Document excerpt:
Carlton Football Club, founded in 1864, is the pride of Melbourne’s inner-city suburb of Carlton. Headquarters and training facilities of the club are located at Princes Park in Carlton at ‘Ikon Park’. Since its addition of navy blue in its uniform in 1871, Carlton is nicknamed the ‘Blues’. It is also known as Bluebaggers or ‘Baggers. Prior to 1871, its uniform was predominantly Chamois, and the club was known as ‘Butchers’.

In its early years, the club had many notable and colourful presidents. Justice Redmond Barry and actor and entrepreneur George Coppin were among them.

History

The Carlton Football Club has a long and honourable history in the annals of Australian rules Football.

After the famous letter Thomas Wentworth Wills wrote to ‘Bells Life’ in Victoria in 1857, which goes as follows,

“Now that cricket has been put aside for some few months to come, and cricketers have assumed somewhat of the chrysalis nature (for a time only ’tis true), but at length will again burst forth in all their varied hues, rather than allow this state of torpor to creep over them, and stifle their new supple limbs, why can they not, I say, form a football club, and form a committee of three or more to draw up a code of laws ?”, Australian rules football was born.

Taking cue from it, Cricket clubs began forming Football clubs to keep fit during the winter. In July 1864, Carlton Football Club was formed by Members of Carlton Cricket Club. In its early days, it was better known as Royal Park Club, for its playing ground was on the crest of the hill at the southern end of Royal Park. But its members practised principally on an open space bounded by Pelham, Lygon, Grattan and Drummond Streets in Carlton. For years the Club had no permanent ground. At one-point matches were played at the southern end of Princes Park and a few matches were played at a triangular area of ground in front of Ormond College, which was for some years the ground of Carlton Cricket Club. During all those years, Carlton Football Club had an association or affiliation with Carlton Cricket Club, save in name and in comradeship (Herald, 19th July 1909).

It was in the late 1860’s and early 70’s, the Football gained public support and Carlton and Melbourne were the leading clubs of the time. The Challenge Cup, Which South Yarra had put up for contest in 1871 was won by Carlton. The club retained the trophy for many years but was eventually presented to T. Power, who was a popular and efficient secretary of the Carlton FC. In 1887, it won the premiership.

Job: According to the Carlton Football Club history, what was the club known as before it added navy blue to its uniform in 1871? The rows that follow have no connection to the Carlton Football Club history.

Data listing:
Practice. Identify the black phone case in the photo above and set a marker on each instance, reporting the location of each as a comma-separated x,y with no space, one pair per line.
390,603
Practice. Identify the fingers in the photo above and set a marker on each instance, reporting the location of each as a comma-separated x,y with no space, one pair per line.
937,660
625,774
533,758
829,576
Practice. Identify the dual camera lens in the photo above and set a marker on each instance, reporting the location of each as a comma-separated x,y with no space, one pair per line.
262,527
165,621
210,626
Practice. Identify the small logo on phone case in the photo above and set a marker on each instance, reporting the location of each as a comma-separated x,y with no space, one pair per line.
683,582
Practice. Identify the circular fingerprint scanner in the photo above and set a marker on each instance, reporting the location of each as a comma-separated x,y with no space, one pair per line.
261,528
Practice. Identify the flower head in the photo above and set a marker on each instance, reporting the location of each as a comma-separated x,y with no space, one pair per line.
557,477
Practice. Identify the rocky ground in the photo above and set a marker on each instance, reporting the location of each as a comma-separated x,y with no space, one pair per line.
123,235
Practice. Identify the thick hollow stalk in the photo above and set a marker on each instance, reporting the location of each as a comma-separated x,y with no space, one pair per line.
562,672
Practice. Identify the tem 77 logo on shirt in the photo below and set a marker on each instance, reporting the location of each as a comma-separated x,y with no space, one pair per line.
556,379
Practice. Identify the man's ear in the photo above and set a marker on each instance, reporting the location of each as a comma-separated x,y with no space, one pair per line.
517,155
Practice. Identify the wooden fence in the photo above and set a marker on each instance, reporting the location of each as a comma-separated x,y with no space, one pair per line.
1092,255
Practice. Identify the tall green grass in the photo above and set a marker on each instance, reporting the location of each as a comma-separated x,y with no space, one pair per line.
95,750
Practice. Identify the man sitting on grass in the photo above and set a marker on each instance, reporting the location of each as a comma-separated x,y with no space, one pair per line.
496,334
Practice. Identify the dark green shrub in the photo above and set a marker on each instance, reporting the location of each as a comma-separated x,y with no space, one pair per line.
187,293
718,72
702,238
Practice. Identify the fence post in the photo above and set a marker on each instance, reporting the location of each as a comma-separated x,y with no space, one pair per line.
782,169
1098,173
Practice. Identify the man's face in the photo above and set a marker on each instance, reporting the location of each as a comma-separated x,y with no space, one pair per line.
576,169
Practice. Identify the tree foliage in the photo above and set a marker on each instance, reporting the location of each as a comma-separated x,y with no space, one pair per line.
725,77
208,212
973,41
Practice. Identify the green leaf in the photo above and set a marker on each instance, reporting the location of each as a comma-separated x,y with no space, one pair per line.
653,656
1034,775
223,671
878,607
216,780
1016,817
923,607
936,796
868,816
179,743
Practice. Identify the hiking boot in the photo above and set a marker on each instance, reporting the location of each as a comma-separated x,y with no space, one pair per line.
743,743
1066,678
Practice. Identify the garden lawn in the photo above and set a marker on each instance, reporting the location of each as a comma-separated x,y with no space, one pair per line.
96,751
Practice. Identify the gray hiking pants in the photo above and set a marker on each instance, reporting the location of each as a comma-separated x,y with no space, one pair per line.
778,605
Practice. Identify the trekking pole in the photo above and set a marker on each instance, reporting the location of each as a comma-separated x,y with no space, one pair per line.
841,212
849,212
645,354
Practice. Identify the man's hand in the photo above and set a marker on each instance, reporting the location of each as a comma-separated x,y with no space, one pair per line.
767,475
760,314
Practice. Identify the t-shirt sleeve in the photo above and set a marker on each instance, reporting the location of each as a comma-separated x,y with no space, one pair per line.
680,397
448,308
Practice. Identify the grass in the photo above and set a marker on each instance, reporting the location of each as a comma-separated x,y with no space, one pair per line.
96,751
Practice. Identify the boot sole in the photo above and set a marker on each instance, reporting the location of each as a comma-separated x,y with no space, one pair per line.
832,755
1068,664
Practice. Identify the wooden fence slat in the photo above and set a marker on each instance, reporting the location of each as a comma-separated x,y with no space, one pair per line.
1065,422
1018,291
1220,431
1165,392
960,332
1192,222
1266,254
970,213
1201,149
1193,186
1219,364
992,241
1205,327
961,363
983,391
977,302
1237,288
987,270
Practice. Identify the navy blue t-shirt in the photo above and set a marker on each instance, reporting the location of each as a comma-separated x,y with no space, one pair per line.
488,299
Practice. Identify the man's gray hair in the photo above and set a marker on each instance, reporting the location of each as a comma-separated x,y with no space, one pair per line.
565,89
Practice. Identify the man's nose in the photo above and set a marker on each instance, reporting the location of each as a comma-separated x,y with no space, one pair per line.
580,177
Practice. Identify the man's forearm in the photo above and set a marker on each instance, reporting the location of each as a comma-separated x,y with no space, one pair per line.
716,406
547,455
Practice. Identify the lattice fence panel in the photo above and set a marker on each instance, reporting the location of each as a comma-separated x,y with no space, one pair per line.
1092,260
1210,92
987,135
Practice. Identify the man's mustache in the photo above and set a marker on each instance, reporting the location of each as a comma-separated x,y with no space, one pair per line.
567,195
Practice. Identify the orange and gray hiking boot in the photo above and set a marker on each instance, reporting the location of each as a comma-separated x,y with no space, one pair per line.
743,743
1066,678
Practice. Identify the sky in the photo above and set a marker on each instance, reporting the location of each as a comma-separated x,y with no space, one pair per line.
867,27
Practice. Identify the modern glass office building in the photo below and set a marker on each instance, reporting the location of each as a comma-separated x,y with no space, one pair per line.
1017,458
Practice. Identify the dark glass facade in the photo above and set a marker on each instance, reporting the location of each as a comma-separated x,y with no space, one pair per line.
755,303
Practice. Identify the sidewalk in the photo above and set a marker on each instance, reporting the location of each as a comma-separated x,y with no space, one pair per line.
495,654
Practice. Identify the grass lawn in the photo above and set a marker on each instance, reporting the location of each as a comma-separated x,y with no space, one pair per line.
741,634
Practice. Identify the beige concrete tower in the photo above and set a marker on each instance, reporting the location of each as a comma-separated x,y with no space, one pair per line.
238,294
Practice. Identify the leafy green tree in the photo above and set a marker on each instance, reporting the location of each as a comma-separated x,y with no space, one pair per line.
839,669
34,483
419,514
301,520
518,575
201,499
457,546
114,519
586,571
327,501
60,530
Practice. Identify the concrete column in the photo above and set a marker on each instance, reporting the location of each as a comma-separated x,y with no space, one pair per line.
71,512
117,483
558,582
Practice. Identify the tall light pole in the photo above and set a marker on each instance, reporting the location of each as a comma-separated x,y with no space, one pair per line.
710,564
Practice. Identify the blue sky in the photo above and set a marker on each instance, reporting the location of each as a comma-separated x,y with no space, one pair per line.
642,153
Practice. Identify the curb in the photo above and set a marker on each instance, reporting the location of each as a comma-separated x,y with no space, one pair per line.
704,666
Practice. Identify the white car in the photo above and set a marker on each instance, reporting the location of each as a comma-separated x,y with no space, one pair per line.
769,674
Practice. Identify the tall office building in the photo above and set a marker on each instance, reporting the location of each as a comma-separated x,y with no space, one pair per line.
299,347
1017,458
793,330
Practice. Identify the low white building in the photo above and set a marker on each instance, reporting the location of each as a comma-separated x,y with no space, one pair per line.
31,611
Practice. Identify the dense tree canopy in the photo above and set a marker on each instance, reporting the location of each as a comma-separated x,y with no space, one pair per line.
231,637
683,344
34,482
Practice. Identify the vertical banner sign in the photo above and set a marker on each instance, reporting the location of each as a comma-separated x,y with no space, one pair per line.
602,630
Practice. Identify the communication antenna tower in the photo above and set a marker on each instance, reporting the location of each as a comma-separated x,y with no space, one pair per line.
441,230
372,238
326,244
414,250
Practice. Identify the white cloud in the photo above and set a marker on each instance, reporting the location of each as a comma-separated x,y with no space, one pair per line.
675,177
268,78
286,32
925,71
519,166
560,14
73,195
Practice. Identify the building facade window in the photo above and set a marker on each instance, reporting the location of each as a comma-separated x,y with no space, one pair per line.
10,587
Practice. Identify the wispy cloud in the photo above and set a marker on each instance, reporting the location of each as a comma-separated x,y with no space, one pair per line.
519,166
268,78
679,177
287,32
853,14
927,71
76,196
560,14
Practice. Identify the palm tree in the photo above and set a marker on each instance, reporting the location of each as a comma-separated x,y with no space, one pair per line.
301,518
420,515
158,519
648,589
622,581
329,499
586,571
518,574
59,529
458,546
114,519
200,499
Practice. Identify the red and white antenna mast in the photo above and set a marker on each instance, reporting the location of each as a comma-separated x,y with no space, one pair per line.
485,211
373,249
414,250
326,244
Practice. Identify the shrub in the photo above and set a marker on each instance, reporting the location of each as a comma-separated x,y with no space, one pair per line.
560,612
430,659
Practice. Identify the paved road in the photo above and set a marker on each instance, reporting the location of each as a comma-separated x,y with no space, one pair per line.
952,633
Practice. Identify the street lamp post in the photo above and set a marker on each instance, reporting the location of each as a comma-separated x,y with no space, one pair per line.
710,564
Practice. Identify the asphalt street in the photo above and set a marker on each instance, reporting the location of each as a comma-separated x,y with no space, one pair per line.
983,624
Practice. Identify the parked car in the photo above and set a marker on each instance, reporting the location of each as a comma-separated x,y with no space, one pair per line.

Exercise result: The Butchers.